PROBLEM DESCRIPTION: Write down each of the records again, exactly and in full.

INPUT DATA:
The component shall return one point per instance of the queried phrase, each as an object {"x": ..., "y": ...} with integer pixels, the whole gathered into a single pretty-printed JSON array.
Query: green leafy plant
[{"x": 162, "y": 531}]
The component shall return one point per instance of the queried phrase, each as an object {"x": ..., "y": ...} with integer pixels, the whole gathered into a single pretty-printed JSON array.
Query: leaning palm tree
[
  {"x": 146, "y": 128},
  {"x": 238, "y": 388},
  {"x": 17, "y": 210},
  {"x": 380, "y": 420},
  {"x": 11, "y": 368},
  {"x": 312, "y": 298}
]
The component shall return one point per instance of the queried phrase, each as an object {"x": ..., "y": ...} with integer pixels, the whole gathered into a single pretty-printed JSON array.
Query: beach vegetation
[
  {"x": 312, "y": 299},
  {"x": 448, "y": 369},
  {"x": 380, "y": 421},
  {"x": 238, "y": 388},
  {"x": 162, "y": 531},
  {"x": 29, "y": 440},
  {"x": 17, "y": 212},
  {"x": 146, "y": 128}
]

WRITTEN SOLUTION:
The component shall return one point per instance of the queried phrase, each as an object {"x": ..., "y": ...} with integer pixels, the whole gathered into a single pretty-printed JSON array.
Query: green leafy plant
[{"x": 162, "y": 531}]
The component shall return one point per instance of the queried phrase, each as an object {"x": ..., "y": ...} with integer pixels, the whole gathered into a single pretty-printed JSON array.
Query: leaning palm tree
[
  {"x": 146, "y": 128},
  {"x": 238, "y": 388},
  {"x": 17, "y": 210},
  {"x": 380, "y": 420},
  {"x": 11, "y": 368},
  {"x": 312, "y": 298}
]
The component shall return one point per instance of the queried phrase, each as an object {"x": ..., "y": ...} with integer pixels, the whole gathered into a single pretty-printed JSON array.
Query: beach vegetation
[
  {"x": 312, "y": 299},
  {"x": 448, "y": 369},
  {"x": 380, "y": 421},
  {"x": 238, "y": 388},
  {"x": 162, "y": 531},
  {"x": 29, "y": 440},
  {"x": 17, "y": 212},
  {"x": 146, "y": 128}
]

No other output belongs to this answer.